Collision Course in the South China Sea?


The United States and Chinese navies have just narrowly avoided a dangerous collision. This was not an accident but an escalation, a show of force on the part of the People’s Liberation Army Navy (PLAN) to drive out the US Navy from what China considers its territorial waters in the South China Sea.

On Tuesday, the USS Decatur, conducting a Freedom of Navigation Operation in the surrounding waters of a Chinese-claimed artificial island in the South China Sea, was forced to make a sudden course change to avoid collision with a Chinese navy vessel making ‘aggressive manoeuvres’. Tensions have been on the rise between Washington and Beijing over a variety of disputes, but this is the closest the two have come to a potential clash in years. The episode serves as an important reminder that the South China Sea dispute is both very real and active, and the potential for a clash should never be underestimated. It also begs the question of whether the escalation and confrontational stance on the part of the Chinese is limited to opposing Freedom of Navigation Operations (FONOPs) conducted by the US in the region, or whether this represents a new modus operandi of the People’s Liberation Army Navy (PLAN) that other navies can also expect to confront, should their vessels be found in the area.

The United States formally established its FONOPs programme in 1979 to support the US national interest of freedom of the seas and has since exercised its right to ‘innocent passage’ as allowed under the UN Convention of the Law of the Seas (UNCLOS) in the South China Sea. These operations have included sailing within 12 nautical miles from the coasts of China’s militarised, artificial islands in the South China Sea. From October 2016 to September 2017, the US conducted several FONOPs explicitly against what it considers China’s excessive maritime claims in this region.  

FONOPs are often met with repeated radio warnings by the Chinese, urging US military ships and aircraft to ‘leave immediately’. Philippine military aircraft similarly conducting maritime air surveillance in the area have been met with more direct and explicit warnings, being told to ‘leave immediately and keep off to avoid misunderstanding’. More recently, during the FONOP in the South China Sea by the UK Royal Navy’s HMS Albion, the British ship was shadowed by an ‘irresponsibly close’ Chinese warship and met with low flyovers by Chinese jets.

*-*-*

Exercises:
(a) Decide whether each statement agrees with the South China Sea article, answering yes or no and quoting the words that decide it: (i) The US established its FONOPs programme in 1979. (ii) The USS Decatur collided with a Chinese navy vessel. (iii) HMS Albion was shadowed by a Chinese warship.
(b) Answer these questions from the South China Sea article:
(i) On what day was the USS Decatur forced to change course?
(ii) Under what convention does the US exercise its right to innocent passage?
(iii) To which navy does HMS Albion belong?
(c) Extract the passage of the South China Sea article from "Collision Course in" to "waters in the South China Sea.".
Rely on the South China Sea article alone.

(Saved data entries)

*-*-*

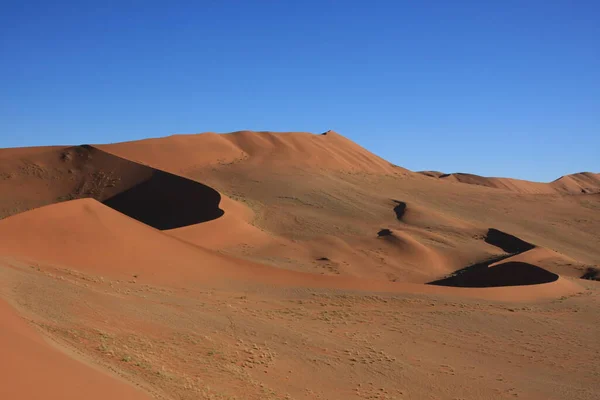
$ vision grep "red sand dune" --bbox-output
[0,299,150,400]
[420,171,600,194]
[97,131,407,174]
[0,131,600,399]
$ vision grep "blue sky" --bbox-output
[0,0,600,181]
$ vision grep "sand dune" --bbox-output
[0,299,151,400]
[0,146,223,229]
[420,171,600,194]
[0,131,600,400]
[98,131,407,174]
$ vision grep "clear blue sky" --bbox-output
[0,0,600,181]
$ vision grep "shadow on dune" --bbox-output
[394,200,406,221]
[103,170,224,230]
[485,228,535,255]
[430,261,558,288]
[429,228,558,288]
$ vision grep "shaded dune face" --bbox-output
[394,200,406,221]
[429,228,558,288]
[431,261,558,288]
[102,171,224,230]
[485,228,535,254]
[74,146,224,230]
[1,145,224,230]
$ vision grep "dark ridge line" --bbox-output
[428,228,558,288]
[581,267,600,281]
[71,144,225,230]
[430,261,558,288]
[392,200,406,221]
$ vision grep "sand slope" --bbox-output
[420,171,600,194]
[98,131,407,174]
[0,300,150,400]
[0,146,223,229]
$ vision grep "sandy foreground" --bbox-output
[0,131,600,399]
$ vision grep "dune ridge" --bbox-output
[419,171,600,194]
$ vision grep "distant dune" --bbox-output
[419,171,600,194]
[0,131,600,400]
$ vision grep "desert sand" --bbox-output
[0,131,600,400]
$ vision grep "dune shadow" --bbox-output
[485,228,535,254]
[428,228,558,288]
[430,261,558,288]
[393,200,406,221]
[102,170,224,230]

*-*-*

Final results:
(a)
(i) Yes: "The United States formally established its FONOPs programme in 1979"
(ii) No: "was forced to make a sudden course change to avoid collision with a Chinese navy vessel"
(iii) Yes: "the British ship was shadowed by an ‘irresponsibly close’ Chinese warship"

(b)
(i) Tuesday
(ii) The UN Convention of the Law of the Seas (UNCLOS)
(iii) The UK Royal Navy

(c)
Collision Course in the South China Sea?


The United States and Chinese navies have just narrowly avoided a dangerous collision. This was not an accident but an escalation, a show of force on the part of the People’s Liberation Army Navy (PLAN) to drive out the US Navy from what China considers its territorial waters in the South China Sea.